#### INSTRUCTION:
Print the lines of the material below without any change, starting at the line that contains "find the sepia" and stopping after the line that contains "0, 0, 398, 600".

===== TASK MATERIAL

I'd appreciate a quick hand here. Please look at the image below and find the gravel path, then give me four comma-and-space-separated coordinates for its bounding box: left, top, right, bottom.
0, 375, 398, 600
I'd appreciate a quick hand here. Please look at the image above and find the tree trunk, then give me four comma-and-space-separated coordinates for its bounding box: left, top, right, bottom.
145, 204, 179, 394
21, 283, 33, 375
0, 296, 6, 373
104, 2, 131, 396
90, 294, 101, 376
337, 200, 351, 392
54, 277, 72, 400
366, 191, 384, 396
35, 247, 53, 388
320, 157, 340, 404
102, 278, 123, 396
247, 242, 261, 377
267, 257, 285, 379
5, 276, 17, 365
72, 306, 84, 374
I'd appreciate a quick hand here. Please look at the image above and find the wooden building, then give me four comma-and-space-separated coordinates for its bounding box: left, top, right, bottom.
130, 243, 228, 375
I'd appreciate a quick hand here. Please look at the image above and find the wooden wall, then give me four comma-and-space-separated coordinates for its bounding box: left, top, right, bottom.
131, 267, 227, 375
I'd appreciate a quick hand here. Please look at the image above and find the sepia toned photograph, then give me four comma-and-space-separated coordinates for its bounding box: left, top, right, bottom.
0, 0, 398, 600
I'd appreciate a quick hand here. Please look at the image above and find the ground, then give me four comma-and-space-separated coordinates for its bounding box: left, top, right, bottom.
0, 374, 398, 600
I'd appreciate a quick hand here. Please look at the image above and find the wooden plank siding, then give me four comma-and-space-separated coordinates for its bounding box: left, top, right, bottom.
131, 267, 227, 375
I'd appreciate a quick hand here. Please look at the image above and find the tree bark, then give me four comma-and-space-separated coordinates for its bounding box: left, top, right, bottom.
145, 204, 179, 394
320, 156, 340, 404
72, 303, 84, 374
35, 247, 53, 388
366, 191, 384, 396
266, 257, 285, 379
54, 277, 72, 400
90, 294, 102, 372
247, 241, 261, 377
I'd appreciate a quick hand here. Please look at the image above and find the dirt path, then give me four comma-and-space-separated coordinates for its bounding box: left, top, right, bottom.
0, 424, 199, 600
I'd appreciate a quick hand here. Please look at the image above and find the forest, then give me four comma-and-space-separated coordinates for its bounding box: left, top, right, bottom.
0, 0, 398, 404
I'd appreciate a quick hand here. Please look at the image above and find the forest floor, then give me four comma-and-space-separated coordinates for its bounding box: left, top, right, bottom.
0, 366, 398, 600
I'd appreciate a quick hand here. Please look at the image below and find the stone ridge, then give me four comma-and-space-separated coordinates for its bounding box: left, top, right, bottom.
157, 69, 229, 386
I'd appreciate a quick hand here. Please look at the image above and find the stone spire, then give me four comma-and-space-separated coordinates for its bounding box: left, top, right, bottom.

==========

#### ANSWER FOR THE TASK:
I'd appreciate a quick hand here. Please look at the image above and find the sepia toned photograph, then give me four comma-and-space-separated coordinates for its bounding box: left, top, right, bottom.
0, 0, 398, 600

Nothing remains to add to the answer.